Leaving out the pictures, return each line of the entries from the first through the line with "box: [0, 134, 2121, 632]", and only those lines.

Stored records
---*---

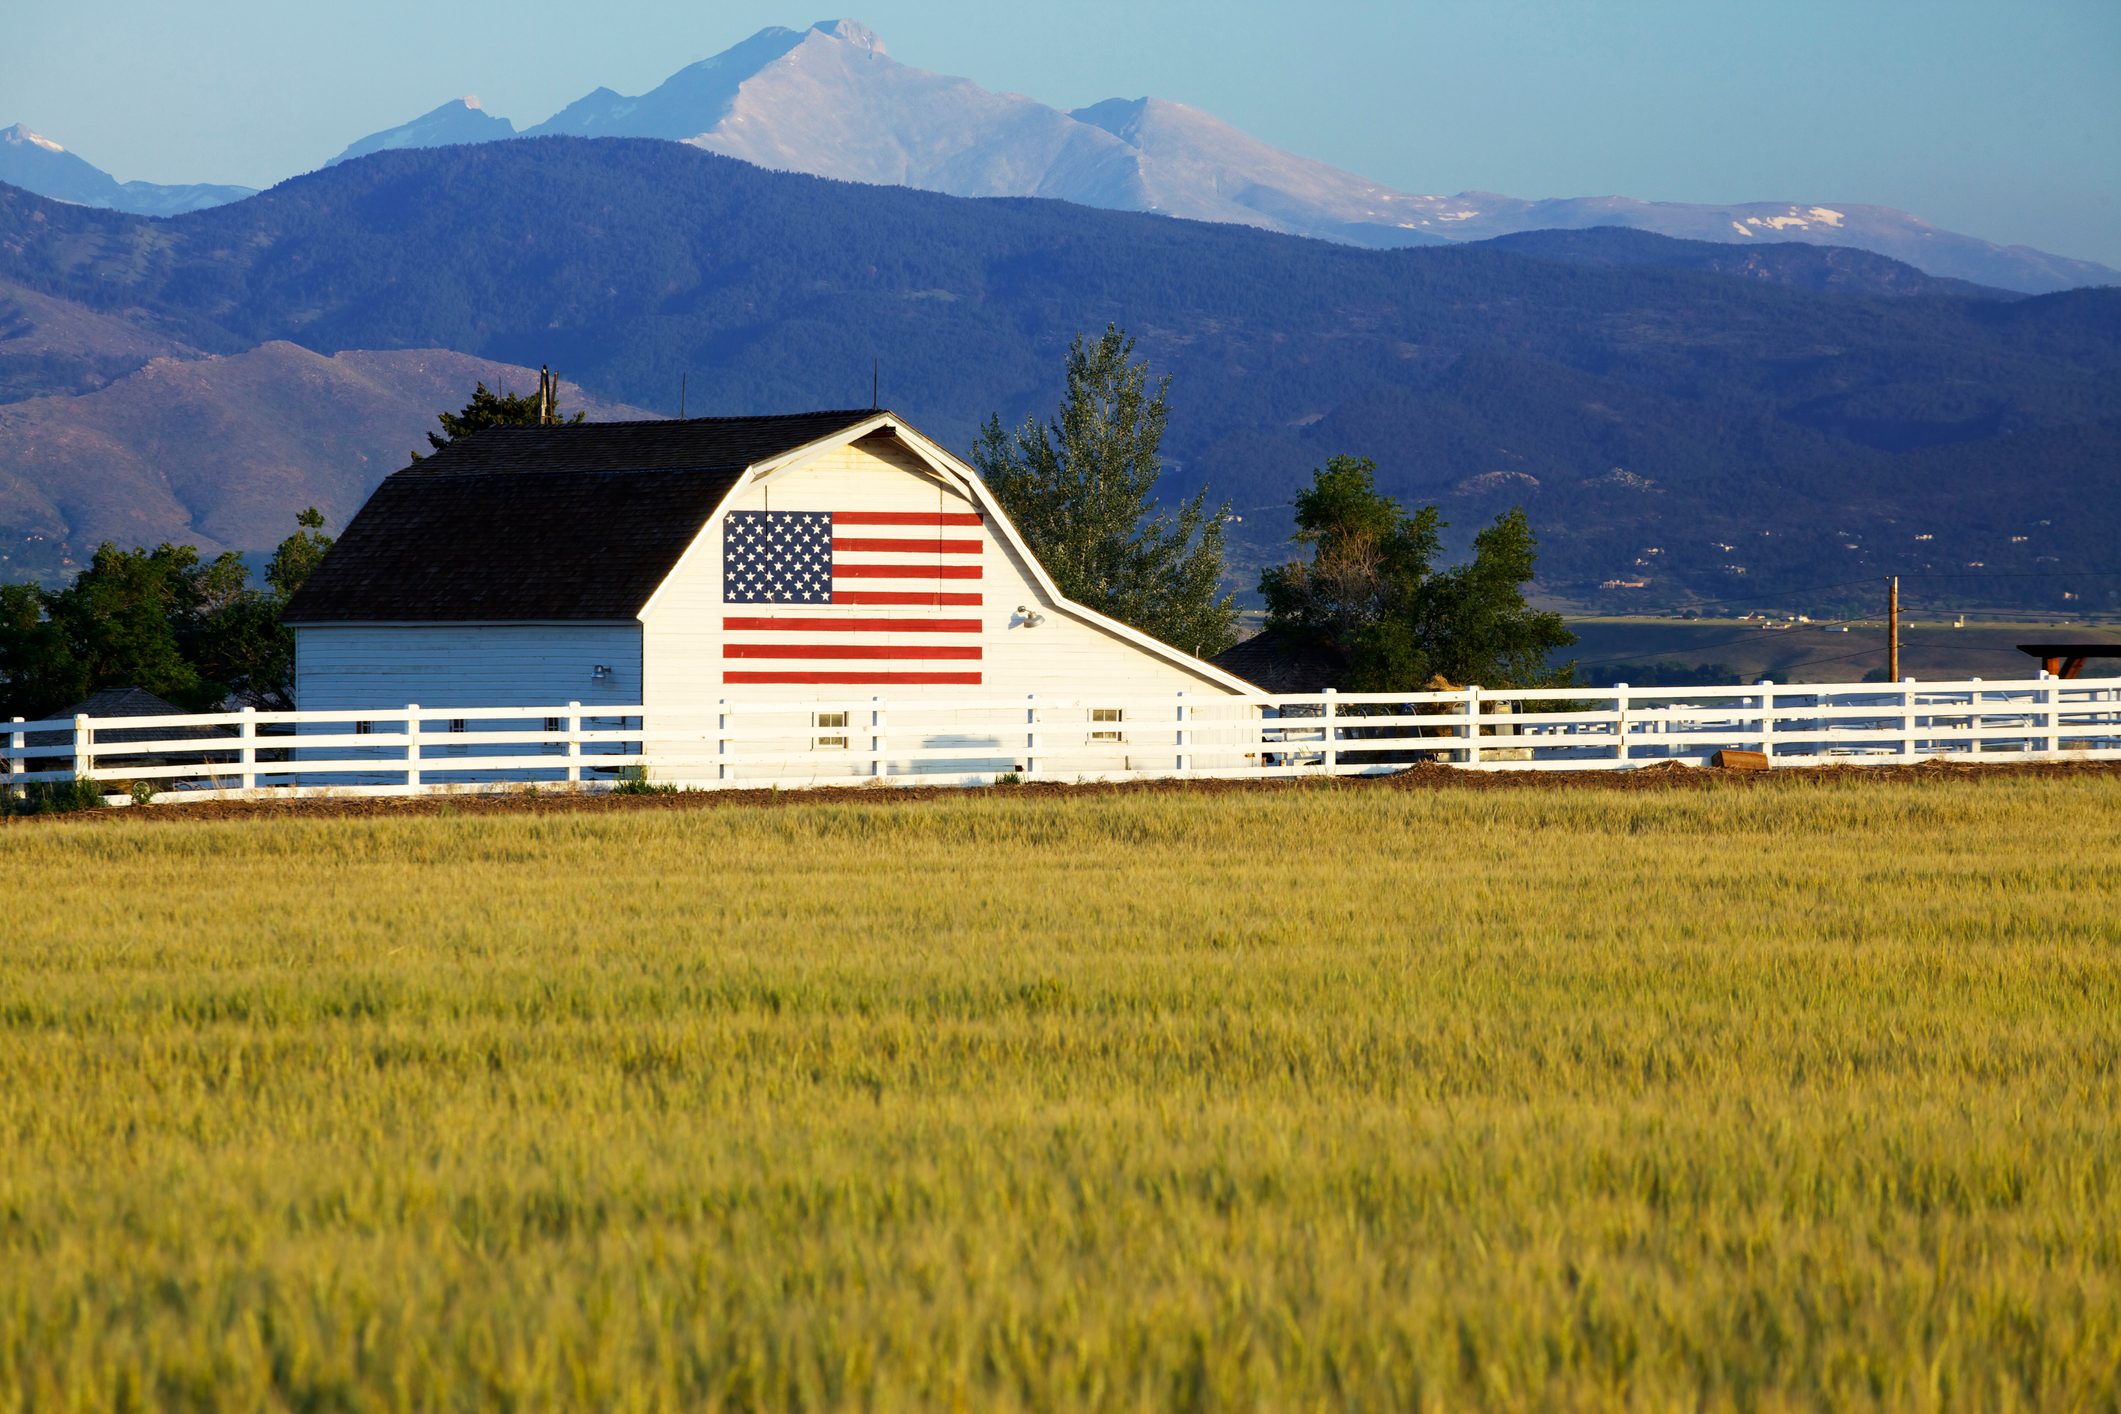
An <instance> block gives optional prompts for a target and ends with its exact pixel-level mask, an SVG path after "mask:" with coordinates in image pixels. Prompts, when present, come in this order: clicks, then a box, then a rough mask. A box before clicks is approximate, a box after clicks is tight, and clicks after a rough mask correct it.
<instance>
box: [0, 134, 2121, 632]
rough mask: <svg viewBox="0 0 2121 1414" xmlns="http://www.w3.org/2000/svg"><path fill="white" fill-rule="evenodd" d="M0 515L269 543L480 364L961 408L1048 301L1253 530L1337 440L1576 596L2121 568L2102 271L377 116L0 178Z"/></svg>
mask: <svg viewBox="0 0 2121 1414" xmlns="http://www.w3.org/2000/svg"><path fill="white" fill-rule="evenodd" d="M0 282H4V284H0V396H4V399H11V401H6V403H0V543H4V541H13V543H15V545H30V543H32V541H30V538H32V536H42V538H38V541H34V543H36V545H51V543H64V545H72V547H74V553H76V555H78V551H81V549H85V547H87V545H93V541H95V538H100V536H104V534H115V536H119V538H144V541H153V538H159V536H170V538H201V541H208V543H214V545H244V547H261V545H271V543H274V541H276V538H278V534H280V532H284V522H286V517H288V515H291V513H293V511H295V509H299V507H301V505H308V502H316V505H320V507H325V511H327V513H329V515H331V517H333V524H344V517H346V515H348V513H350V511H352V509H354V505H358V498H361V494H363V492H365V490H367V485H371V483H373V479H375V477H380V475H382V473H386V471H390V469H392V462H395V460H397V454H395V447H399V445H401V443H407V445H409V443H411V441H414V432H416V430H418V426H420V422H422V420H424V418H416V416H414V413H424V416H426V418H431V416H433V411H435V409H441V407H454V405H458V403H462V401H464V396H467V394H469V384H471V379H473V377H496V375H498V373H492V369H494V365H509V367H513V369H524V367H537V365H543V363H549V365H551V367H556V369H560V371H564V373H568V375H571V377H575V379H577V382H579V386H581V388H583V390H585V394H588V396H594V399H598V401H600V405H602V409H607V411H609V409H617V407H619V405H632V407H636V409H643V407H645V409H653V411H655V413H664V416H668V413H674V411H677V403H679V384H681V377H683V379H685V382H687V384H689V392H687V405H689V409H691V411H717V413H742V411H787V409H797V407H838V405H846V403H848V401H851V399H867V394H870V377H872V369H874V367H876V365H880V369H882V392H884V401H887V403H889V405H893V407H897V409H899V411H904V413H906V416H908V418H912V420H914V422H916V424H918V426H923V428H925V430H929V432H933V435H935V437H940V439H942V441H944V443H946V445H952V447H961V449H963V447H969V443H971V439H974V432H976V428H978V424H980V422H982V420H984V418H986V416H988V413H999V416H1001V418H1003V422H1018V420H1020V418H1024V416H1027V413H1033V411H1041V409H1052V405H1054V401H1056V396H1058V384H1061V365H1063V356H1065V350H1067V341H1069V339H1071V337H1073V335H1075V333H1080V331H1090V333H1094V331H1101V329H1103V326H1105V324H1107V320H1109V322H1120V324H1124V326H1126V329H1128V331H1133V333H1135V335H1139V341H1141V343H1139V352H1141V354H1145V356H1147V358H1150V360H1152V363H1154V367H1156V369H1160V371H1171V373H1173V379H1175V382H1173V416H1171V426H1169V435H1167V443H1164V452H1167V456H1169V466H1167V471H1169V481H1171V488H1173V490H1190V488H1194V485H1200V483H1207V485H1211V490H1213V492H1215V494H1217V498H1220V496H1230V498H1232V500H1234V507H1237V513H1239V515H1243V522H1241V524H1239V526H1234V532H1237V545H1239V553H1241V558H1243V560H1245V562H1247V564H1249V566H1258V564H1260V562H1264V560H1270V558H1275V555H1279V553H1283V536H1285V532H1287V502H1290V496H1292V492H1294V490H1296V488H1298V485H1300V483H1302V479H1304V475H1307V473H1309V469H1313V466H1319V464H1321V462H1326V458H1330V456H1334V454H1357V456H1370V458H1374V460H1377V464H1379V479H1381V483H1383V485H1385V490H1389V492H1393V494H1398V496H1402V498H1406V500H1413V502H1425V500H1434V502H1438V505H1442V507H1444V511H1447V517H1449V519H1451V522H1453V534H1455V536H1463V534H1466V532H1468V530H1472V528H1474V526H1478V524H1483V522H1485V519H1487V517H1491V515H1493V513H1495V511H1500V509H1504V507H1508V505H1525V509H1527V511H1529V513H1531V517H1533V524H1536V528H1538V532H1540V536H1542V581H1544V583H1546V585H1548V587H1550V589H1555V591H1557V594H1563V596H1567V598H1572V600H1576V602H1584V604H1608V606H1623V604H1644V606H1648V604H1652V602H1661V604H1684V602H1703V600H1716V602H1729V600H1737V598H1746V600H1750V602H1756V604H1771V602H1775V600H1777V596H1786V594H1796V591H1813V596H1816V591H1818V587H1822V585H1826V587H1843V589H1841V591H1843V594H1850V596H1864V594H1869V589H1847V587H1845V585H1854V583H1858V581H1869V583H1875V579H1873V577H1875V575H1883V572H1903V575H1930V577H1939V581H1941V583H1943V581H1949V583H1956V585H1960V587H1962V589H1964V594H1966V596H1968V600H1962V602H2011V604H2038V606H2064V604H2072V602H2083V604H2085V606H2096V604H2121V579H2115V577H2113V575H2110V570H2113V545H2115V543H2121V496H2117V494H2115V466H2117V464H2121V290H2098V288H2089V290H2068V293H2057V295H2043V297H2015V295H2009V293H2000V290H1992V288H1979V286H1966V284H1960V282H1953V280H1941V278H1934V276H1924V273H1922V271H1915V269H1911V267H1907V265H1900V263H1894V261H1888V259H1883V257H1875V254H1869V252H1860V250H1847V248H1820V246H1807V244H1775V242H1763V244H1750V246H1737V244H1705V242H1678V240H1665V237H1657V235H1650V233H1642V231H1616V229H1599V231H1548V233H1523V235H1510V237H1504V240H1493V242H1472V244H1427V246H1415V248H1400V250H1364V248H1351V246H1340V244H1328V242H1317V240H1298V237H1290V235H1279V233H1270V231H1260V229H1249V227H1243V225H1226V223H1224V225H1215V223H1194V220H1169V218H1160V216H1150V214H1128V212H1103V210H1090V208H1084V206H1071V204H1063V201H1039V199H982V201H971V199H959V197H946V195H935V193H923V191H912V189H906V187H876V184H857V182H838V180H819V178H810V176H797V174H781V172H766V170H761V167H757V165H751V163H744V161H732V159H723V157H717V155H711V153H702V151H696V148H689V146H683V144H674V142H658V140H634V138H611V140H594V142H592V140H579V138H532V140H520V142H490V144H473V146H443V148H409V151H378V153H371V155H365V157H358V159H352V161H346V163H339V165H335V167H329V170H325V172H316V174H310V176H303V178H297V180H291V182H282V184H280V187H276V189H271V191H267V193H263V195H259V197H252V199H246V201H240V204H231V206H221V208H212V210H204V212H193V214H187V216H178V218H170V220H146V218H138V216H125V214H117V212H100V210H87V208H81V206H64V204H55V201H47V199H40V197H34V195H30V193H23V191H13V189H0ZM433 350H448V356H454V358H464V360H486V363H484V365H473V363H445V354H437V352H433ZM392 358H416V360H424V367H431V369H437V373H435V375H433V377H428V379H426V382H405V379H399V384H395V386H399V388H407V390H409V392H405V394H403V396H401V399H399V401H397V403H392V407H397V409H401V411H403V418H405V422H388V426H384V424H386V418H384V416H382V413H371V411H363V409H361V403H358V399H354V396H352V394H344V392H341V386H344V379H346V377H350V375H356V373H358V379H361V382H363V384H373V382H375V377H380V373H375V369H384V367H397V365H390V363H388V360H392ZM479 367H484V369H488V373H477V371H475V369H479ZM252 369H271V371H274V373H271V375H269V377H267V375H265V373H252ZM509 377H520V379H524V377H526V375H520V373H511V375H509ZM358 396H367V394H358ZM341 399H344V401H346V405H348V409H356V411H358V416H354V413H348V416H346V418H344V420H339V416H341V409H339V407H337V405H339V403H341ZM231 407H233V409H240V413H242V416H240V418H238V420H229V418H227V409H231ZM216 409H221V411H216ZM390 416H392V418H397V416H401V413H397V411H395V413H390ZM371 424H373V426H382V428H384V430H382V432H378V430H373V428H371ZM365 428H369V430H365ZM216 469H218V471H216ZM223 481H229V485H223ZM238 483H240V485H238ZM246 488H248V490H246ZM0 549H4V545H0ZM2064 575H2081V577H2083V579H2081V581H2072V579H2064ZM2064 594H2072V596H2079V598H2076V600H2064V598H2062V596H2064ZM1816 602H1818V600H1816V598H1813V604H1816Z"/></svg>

---*---

#### Answer to the problem
An <instance> block gives optional prompts for a target and ends with its exact pixel-level mask, an SVG path after "mask:" with coordinates in image pixels. Prompts, when present, come in this order: clicks, then a box, then a rough mask. A box before clicks is approximate, a box after clicks is tight, and clicks after a rough mask correct it.
<instance>
box: [0, 134, 2121, 632]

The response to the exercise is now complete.